Meditation for Letting Go

Sometimes we can become consumed by anger and be captured by the thoughts, emotions and bodily sensations that accompany anger.  Meditation provides a way to let go of anger and its associated ill-effects.

The catalyst for your anger may be that someone did or said something that you considered unfair.  It may be that what was said or done frustrated your ability to meet your goal of helping other people to achieve something important.  You could feel aggrieved that the thought, effort and cost that you incurred for someone were unappreciated and/or devalued.  It could be that comments made by someone else are patently untrue or distort the real picture of your involvement.

The harmful effects of sustained anger

The problem with anger is that it is such a strong emotion, that we tend to hang onto it – we do not let it go.  We might ruminate endlessly on what happened, providing justifications for ourselves – our words and actions.  We could deflect the implied criticism by denigrating the other person’s intellectual capability or perceptual capacity.  We could make assumptions about their motivation and even indulge in conspiracy theory.

An associated problem with indulging in angry thoughts and sensations is that it harms both us and our relationships.  We are harmed because the negative emotions consume mental and emotional energy, distract us from the present moment (and all that is good about the present) and destroy our equanimity.

Indulged anger can lead to retaliation that harms the relationship with the other person.  It can also contaminate our relationships with other people who are important to us such as our partner, a friend or our children.  As a result of our sustained anger, we may appear aloof, critical, grumpy or unsympathetic to these important people in our life.

A meditation for letting go

Diana Winston offers a meditation podcast on letting go.  She emphasises the fact that when we indulge a strong emotion like anger, the bodily manifestation of this can be experienced as tightness, tension or soreness – a physical expression of holding on.  We can even experience shallowness of breath as we hold the negative emotions in our bodies.

The first level of release through meditation is to focus on your breath – the in-breath and out-breath.  This mindful breathing can be viewed as letting go with each out-breath, releasing the pent-up thoughts and emotions that make you uptight.

As you progress your meditation and begin to restore some semblance of relaxation, you can then address the “holding on” in your body.  Through a progressive body scan, you can identify the parts of your body that are giving expression to your anger – you can physically soften the muscles (facial, back, shoulder, neck or leg muscles) that have become hardened through holding onto your anger.

Once you have become experienced in meditation, you can then begin to reflect on your response to the negative trigger that set you off.  This opens the way to look at how you responded and whether there was an alternative way of responding other than defensiveness or attack (flight or fight).  You might discover (as I did recently) that active listening would have achieved a better outcome, an improved level of mutual understanding and reduced stress generated by angry thoughts and emotions.

- [Entries supplied]
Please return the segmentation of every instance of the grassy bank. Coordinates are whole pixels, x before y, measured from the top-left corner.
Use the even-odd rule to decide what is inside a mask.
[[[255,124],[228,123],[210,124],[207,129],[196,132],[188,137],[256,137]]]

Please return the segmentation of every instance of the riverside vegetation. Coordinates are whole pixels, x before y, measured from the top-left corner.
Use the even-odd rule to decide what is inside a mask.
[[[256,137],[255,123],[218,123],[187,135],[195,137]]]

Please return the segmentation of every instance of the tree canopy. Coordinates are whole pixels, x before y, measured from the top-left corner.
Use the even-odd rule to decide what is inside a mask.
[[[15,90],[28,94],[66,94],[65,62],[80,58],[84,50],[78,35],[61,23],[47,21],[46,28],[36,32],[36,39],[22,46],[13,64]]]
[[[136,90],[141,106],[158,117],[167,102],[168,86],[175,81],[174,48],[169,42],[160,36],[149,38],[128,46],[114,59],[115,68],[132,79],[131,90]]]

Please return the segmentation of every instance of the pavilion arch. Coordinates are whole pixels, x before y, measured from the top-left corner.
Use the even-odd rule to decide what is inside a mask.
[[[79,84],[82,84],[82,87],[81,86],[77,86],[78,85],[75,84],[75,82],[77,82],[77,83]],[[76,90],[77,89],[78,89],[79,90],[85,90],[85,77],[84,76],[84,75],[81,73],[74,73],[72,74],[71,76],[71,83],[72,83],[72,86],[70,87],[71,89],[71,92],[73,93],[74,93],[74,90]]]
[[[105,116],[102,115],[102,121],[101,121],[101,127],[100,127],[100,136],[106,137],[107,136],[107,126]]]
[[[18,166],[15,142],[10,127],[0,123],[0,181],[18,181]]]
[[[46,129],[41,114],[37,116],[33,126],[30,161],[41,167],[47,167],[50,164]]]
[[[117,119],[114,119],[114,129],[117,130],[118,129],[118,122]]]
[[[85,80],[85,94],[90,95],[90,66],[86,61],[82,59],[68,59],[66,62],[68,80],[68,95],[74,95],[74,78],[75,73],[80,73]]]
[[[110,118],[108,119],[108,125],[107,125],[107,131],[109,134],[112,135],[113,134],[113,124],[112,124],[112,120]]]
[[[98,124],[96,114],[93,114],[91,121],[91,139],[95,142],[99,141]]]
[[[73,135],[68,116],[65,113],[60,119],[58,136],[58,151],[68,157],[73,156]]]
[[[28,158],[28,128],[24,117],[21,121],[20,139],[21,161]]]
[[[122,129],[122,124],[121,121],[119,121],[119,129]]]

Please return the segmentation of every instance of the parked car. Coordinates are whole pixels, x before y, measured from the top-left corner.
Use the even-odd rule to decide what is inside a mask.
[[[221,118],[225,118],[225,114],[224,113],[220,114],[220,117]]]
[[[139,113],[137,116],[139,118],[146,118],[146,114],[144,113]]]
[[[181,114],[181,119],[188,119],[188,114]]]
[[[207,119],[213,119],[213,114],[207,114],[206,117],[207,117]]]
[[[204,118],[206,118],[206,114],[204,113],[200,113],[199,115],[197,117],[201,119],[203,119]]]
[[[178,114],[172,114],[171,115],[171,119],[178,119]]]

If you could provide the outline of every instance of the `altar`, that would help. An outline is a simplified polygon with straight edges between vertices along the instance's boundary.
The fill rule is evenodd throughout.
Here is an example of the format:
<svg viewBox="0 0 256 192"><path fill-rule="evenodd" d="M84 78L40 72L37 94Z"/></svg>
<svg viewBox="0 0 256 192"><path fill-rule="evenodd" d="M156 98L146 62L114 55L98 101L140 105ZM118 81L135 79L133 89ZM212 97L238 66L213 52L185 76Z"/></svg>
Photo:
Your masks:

- [Aim of the task] From the text on letting go of anger, list every kind of muscle it names as one you can physically soften during a body scan. The records have no role here and can be left aside.

- [The result] Facial, back, shoulder, neck, and leg muscles.